:: Tasks ::
**a)** Reproduce everything in the native transistor passage from "When the voltage of the power supply wiring PL2 is" down to "is turned off.".
**b)** Using the native transistor passage, explain in one to three sentences why shoot-through current inside second block 12 is prevented during the period up to time t2.
**c)** Answer these questions on the native transistor passage:
(i) What example value is given for the voltage -Vc?
(ii) What may constitute the power supply voltage VDD2?
(iii) Taking FIG. 2 and FIG. 9 together, under what condition does switch SW1 turn off?

When the voltage of the power supply wiring PL2 is the ground voltage VSS, the gate-source voltage of the native transistor NP0 is 0 V, so it is turned on. On the other hand, when the voltage of the power supply wiring PL2 changes from the ground voltage VSS to the power supply voltage VDD2 (negative voltage) and the gate (G) becomes a high potential relative to the source (S), the native transistor NP0 is turned off.

Referring again to FIG. 8, during the period up to time t2 before the voltage of power supply line PL2 changes (V(PL2)=VSS), the gate-source voltage of native transistor NP0 shown in FIG. 9 is 0V, which corresponds to the voltage difference ΔV=0, and switch SW1 (native transistor NP0) is in the on state. As a result, node Ni in FIG. 1 is fixed to the ground voltage VSS without going into the Hi-Z state. As a result, it is possible to prevent the occurrence of a shoot-through current inside second block 12.

In contrast, after time t2, as the voltage V (PL2) changes toward the power supply voltage VDD2 (negative voltage), the voltage difference ΔV increases, and the native transistor NP0 shown in FIG. 9 is turned off when the voltage difference ΔV between the gate (G) and the source (S) becomes smaller than the voltage -Vc, that is, when the voltage V (PL2) of the power supply wiring PL2 becomes lower than the voltage -Vc. While the voltage V (PL2) < -Vc, the switch SW1 (native transistor NP0) is in the off state. The voltage -Vc is a constant voltage determined by the physical properties of the native transistor NP0, and is, for example, about -0.5 V.

　Taking FIG. 2 and FIG. 9 together, the switch SW1 (native transistors NN0, NP0) turns on when the absolute value |ΔV| of the voltage difference between the power supply line PL2 and the ground line SL is smaller than a predetermined voltage Vc, and turns off when |ΔV|>Vc, thereby operating as an active switch for pull-down as described in the first embodiment.

In this way, in the semiconductor device according to the third modification of the first embodiment, even when the power supply voltage VDD2 supplied to the power supply wiring PL2 in which the switch SW1 is arranged is a negative voltage, it is possible to both prevent shoot-through current at start-up and reduce power consumption after start-up, as in the first embodiment.

Furthermore, in the third modification of the first embodiment, the power supply voltage VDD1 may be a negative voltage, and a switch SW2 similar to that in the second modification of the first embodiment may be further disposed. Furthermore, the power supply voltage VDD2 may be constituted by a voltage conversion circuit 15 disposed inside or outside the semiconductor device 1c. In this way, the first embodiment and its modifications can be appropriately combined within a range that does not cause technical inconsistencies or contradictions.

Rows from a box labeling dataset
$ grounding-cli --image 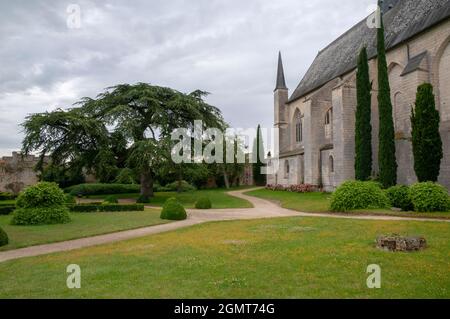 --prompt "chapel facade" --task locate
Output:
[267,0,450,191]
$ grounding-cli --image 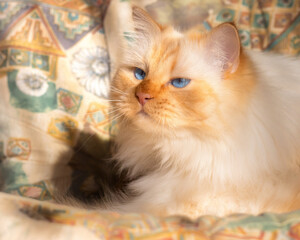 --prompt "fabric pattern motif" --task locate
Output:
[0,0,300,240]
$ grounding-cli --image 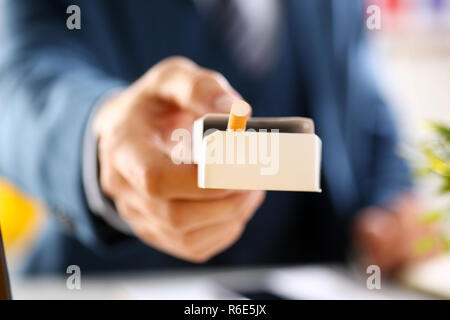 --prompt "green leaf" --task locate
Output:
[424,147,450,177]
[421,210,445,224]
[427,122,450,142]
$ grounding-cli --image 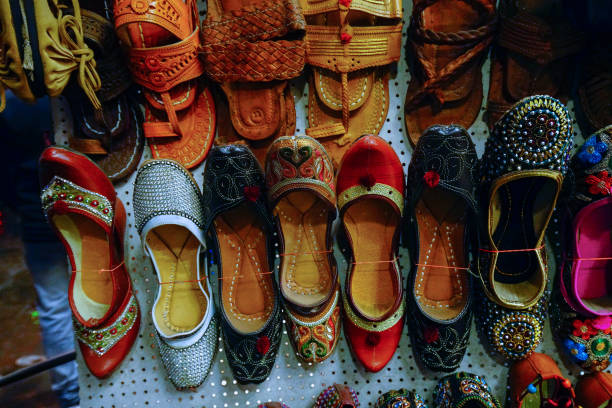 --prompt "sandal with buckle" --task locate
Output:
[39,147,140,378]
[64,1,144,182]
[485,0,585,127]
[300,0,402,167]
[114,0,215,169]
[404,0,497,146]
[202,0,306,166]
[266,136,342,363]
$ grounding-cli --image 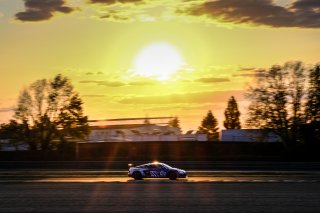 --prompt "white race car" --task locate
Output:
[128,162,187,180]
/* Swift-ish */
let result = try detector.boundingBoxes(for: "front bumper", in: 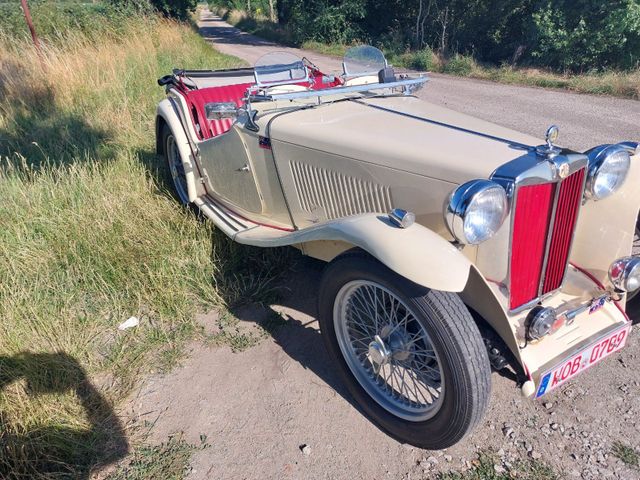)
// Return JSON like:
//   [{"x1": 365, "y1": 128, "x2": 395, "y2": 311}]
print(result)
[{"x1": 511, "y1": 266, "x2": 630, "y2": 396}]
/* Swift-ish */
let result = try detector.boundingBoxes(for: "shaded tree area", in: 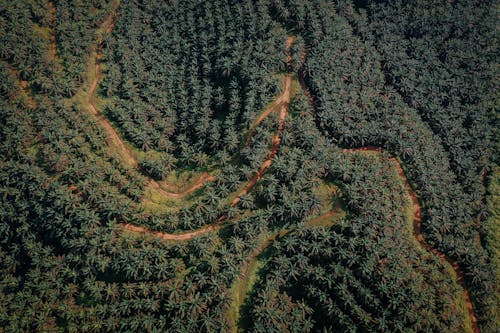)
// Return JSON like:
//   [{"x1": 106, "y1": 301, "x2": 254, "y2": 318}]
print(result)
[
  {"x1": 339, "y1": 1, "x2": 498, "y2": 194},
  {"x1": 271, "y1": 1, "x2": 495, "y2": 327},
  {"x1": 102, "y1": 1, "x2": 285, "y2": 164},
  {"x1": 0, "y1": 0, "x2": 496, "y2": 332}
]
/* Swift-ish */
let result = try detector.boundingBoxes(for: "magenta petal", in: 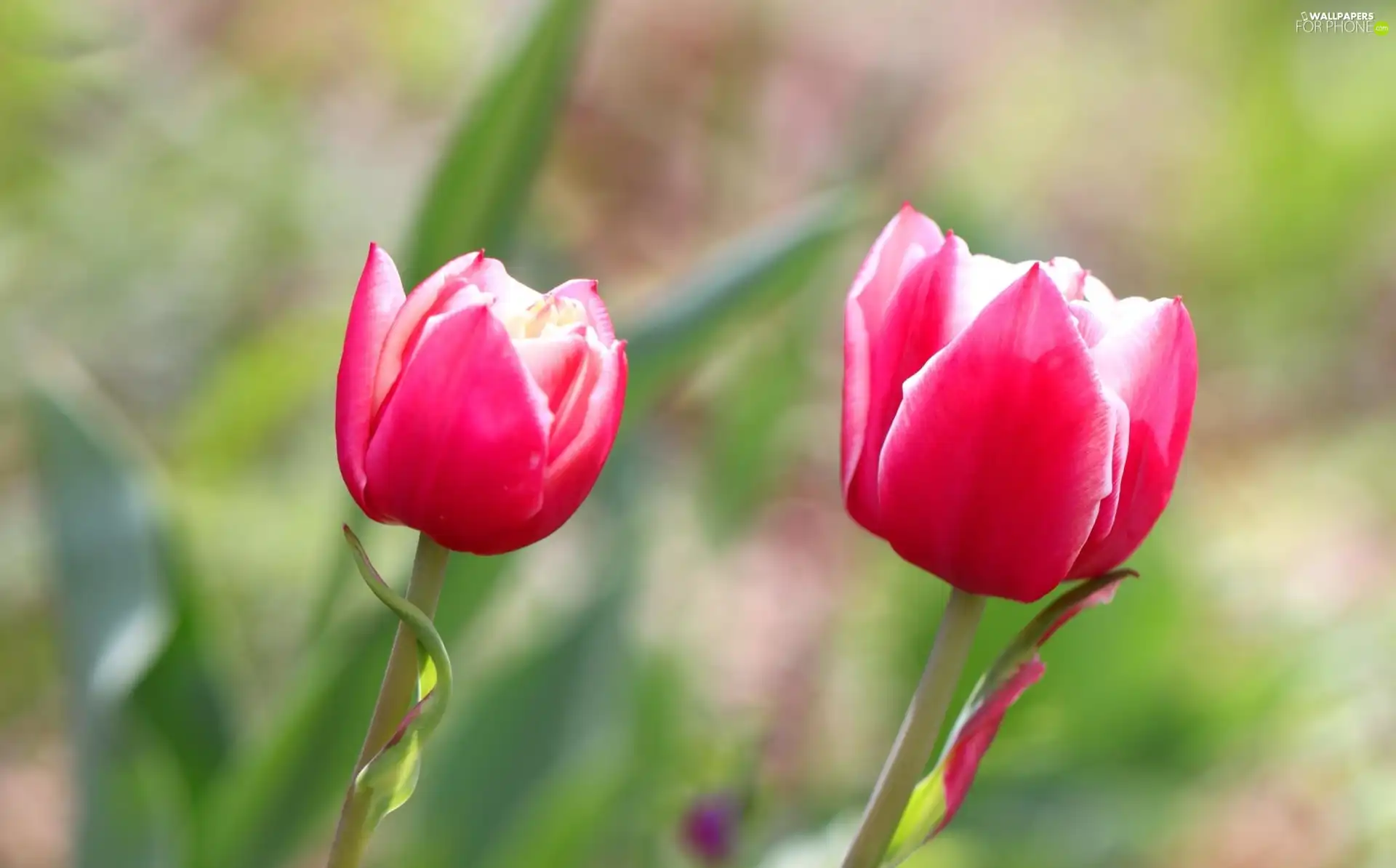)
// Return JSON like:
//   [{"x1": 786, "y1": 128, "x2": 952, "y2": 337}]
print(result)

:: Expected outputs ::
**a)**
When the voltage of the power supply wiring PL2 is the ground voltage VSS, the gate-source voltage of the native transistor NP0 is 0 V, so it is turned on. On the other hand, when the voltage of the power supply wiring PL2 changes from the ground voltage VSS to the power supply voltage VDD2 (negative voltage) and the gate (G) becomes a high potential relative to the source (S), the native transistor NP0 is turned off.

**b)** Up to time t2, the voltage of power supply line PL2 is the ground voltage VSS, so the gate-source voltage of native transistor NP0 is 0 V and switch SW1 is on. As a result, node Ni is fixed to VSS instead of going into the Hi-Z state, which prevents shoot-through current inside second block 12.

**c)**
(i) About -0.5 V.
(ii) A voltage conversion circuit 15 disposed inside or outside the semiconductor device 1c.
(iii) When the absolute value |ΔV| of the voltage difference between power supply line PL2 and ground line SL is greater than Vc.